Stored records
——

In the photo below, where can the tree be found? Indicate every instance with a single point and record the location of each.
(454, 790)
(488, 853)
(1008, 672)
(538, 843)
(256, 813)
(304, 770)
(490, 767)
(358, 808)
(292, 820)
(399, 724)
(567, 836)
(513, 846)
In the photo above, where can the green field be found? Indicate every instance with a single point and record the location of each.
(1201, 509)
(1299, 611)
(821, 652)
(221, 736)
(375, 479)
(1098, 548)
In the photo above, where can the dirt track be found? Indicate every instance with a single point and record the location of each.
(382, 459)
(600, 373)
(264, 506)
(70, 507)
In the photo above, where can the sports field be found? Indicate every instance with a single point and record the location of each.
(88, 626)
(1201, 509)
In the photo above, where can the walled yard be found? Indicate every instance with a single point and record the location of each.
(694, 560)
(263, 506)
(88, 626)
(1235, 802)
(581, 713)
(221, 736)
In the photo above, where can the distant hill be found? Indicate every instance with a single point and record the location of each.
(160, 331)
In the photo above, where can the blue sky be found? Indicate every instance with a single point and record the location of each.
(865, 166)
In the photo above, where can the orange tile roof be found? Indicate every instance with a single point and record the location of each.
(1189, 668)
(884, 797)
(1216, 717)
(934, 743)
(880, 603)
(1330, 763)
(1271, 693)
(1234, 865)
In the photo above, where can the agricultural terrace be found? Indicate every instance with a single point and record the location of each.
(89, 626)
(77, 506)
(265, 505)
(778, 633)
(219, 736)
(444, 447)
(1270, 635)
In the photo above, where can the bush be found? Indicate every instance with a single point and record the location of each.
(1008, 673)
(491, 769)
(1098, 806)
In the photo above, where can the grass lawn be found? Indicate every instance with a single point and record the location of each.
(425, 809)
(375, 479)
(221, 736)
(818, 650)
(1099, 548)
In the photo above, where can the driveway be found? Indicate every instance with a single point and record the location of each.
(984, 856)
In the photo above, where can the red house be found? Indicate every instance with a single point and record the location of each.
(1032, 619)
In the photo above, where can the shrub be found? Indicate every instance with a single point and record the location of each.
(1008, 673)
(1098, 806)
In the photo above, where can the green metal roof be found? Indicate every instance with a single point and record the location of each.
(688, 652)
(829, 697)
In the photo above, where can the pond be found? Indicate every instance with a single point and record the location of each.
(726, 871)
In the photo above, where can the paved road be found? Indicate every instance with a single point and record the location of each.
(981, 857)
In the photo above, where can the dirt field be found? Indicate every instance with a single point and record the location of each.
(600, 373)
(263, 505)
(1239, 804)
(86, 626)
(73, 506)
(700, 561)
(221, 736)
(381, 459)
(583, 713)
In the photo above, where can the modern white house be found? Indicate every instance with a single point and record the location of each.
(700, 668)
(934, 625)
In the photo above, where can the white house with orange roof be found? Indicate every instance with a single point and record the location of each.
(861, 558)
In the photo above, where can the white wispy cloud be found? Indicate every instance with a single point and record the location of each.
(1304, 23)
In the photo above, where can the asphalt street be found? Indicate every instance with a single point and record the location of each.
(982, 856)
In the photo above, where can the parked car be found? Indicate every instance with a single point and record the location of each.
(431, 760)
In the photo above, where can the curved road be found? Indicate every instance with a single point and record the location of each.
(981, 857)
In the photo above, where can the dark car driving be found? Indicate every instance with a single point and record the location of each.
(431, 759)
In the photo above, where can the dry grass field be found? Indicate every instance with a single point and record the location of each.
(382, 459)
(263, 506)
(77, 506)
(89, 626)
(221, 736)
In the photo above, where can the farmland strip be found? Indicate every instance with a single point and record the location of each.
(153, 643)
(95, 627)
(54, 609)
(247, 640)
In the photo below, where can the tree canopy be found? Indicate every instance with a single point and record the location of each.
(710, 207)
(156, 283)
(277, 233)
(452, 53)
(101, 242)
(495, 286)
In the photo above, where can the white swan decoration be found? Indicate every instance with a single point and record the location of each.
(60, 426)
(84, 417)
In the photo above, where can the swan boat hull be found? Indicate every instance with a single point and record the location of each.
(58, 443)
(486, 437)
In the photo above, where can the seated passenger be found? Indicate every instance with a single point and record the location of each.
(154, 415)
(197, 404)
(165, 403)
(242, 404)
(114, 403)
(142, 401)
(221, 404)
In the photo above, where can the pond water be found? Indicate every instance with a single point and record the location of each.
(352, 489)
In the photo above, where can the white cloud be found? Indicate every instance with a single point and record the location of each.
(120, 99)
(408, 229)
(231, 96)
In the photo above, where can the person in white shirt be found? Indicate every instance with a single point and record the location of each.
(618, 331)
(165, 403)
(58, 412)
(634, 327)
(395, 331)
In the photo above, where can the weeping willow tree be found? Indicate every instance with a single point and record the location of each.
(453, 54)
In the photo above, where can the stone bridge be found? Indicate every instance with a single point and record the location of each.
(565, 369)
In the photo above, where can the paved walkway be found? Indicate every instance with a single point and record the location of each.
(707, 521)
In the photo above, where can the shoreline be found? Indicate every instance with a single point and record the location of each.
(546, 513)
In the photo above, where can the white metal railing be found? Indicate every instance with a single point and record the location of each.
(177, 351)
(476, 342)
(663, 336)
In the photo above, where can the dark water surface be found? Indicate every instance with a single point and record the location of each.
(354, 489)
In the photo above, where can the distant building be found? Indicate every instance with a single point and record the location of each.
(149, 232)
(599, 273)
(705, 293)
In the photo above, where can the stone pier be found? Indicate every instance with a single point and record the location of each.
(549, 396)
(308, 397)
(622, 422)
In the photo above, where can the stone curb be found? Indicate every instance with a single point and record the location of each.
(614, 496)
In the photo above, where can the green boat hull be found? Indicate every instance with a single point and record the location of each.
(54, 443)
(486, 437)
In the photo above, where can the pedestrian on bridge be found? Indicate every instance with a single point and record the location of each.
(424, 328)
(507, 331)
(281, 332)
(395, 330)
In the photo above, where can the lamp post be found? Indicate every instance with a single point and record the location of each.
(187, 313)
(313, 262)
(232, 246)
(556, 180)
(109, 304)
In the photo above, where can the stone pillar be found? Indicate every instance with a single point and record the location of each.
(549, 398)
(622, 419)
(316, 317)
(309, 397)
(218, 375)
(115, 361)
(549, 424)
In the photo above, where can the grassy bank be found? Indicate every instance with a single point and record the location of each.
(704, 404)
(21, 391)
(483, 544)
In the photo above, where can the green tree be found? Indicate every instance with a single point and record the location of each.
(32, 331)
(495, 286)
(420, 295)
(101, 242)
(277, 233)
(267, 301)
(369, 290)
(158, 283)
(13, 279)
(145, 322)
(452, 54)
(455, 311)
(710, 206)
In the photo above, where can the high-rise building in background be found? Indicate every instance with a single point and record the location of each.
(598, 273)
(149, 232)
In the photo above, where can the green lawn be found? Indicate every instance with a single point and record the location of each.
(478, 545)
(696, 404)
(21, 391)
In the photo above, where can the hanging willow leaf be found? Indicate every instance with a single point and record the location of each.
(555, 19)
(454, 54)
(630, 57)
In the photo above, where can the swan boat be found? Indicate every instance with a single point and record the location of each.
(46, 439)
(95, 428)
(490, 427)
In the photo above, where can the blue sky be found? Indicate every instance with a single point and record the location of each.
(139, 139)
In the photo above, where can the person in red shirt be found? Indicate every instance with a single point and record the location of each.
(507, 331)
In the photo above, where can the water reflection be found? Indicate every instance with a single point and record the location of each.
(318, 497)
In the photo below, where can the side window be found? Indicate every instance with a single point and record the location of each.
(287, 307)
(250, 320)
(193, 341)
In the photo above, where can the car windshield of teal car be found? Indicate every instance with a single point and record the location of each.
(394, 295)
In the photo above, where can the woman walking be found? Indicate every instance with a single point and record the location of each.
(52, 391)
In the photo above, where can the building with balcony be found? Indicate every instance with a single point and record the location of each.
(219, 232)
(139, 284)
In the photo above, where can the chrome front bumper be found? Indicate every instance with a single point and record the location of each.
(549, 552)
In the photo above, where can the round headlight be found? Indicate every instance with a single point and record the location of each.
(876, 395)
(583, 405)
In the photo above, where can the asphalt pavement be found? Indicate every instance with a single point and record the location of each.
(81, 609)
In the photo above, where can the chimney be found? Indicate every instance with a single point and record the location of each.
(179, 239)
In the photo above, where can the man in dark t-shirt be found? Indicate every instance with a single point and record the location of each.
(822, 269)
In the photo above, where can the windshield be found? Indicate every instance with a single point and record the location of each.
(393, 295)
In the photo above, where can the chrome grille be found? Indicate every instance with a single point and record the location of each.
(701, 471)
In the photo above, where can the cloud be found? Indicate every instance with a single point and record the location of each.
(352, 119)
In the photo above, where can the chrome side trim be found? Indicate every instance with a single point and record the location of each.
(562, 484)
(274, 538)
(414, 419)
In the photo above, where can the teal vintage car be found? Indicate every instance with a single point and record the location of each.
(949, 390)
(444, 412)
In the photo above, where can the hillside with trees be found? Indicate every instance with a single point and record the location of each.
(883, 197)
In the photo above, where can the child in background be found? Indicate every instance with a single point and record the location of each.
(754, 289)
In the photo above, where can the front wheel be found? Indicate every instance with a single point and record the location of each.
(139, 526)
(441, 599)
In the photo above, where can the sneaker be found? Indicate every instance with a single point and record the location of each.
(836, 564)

——

Write out the lines above, starting at the line that contains "In the photo above, where can the asphalt pavement" and ending with the final line, and nothing else; copy them exactly.

> Solution for this exercise
In the photo above, where can the asphalt pavement be found? Indicate every instance with a single point and record the location of each.
(81, 609)
In the photo above, where can the chimney be found? Indicate every instance with a single point and record the location of each.
(179, 239)
In the photo above, where can the man in dark t-shirt be found? Indicate every instance with a single point and record the location of each.
(822, 269)
In the photo above, where can the windshield be found? Indicate every instance with a single point and record the location of each.
(393, 295)
In the photo above, where can the chrome grille be found? Indicate every instance with a single point and record the location of each.
(701, 471)
In the photo above, where can the cloud be found? Indicate every instance with a single point and record the location of each.
(352, 119)
In the photo above, where can the chrome side trim be found? Indicate every instance with a single point and record the location of each.
(562, 484)
(274, 538)
(414, 419)
In the photo above, where can the teal vintage car be found? Indicate every instance with a single point and record the location of each.
(949, 390)
(444, 412)
In the photo above, where can the hillside with trees be found? Indicate every instance with a single point and record the location of each.
(883, 197)
In the photo above, where can the child in background be found? Indicate every instance with a single point and record the location of each.
(754, 289)
In the photo above, where can the front wheel be found? Indicate every instance with a single point and record the location of each.
(139, 526)
(441, 599)
In the photo above, where can the sneaker be found? Indicate every instance with a single point and record the location of each.
(836, 564)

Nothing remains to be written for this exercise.